»»

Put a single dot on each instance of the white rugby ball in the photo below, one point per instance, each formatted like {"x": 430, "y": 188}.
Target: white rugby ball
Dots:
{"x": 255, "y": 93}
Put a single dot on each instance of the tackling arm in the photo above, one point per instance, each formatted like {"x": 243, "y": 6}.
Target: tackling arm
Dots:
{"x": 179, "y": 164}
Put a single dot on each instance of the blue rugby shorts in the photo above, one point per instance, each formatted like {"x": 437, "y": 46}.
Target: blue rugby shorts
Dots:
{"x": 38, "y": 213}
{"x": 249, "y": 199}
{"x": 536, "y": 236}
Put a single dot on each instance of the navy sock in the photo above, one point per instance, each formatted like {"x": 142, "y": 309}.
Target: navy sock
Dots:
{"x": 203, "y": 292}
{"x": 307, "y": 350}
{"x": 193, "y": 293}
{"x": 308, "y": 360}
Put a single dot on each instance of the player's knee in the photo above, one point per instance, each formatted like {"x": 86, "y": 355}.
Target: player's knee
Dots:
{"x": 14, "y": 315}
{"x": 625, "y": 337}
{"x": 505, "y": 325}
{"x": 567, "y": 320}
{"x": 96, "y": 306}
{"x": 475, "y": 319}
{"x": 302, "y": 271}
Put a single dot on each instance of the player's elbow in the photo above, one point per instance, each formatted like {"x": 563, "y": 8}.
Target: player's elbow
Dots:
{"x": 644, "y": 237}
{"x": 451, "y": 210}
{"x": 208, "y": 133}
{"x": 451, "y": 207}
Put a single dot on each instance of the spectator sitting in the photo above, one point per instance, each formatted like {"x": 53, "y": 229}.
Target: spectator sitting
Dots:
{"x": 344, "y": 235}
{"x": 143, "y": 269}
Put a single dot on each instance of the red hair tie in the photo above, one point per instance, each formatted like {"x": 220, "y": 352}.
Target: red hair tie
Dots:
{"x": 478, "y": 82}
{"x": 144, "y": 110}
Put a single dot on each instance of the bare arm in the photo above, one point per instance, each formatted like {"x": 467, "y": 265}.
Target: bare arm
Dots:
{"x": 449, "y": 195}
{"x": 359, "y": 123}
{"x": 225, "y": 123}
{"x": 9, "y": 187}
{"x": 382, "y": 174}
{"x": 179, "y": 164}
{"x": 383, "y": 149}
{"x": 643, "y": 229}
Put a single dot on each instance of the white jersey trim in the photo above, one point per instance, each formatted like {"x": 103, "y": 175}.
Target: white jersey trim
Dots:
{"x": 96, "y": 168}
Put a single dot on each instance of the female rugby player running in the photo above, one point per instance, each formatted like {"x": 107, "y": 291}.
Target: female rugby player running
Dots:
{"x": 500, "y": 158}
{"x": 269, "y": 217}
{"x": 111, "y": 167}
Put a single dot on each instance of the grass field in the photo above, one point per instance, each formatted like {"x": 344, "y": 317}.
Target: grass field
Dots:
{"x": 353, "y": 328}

««

TASK GOAL ▸
Format everything in the listing above from the line containing "Put a single dot on each instance of the female" down to its last line as a JSON list of strings, one string per line, with blank lines left out.

THE REPLY ▸
[
  "Put a single dot on each instance of the female rugby player running in the photo above, one point per instance, each formatted like {\"x\": 107, \"y\": 291}.",
  "Target: female rugby player running",
  "Dots:",
  "{\"x\": 500, \"y\": 158}",
  "{\"x\": 269, \"y\": 217}",
  "{\"x\": 111, \"y\": 167}",
  "Put a single dot on each instance of the grass field in the photo above, one point per instance, each formatted like {\"x\": 344, \"y\": 317}.",
  "Target: grass field",
  "Dots:",
  "{\"x\": 353, \"y\": 328}"
]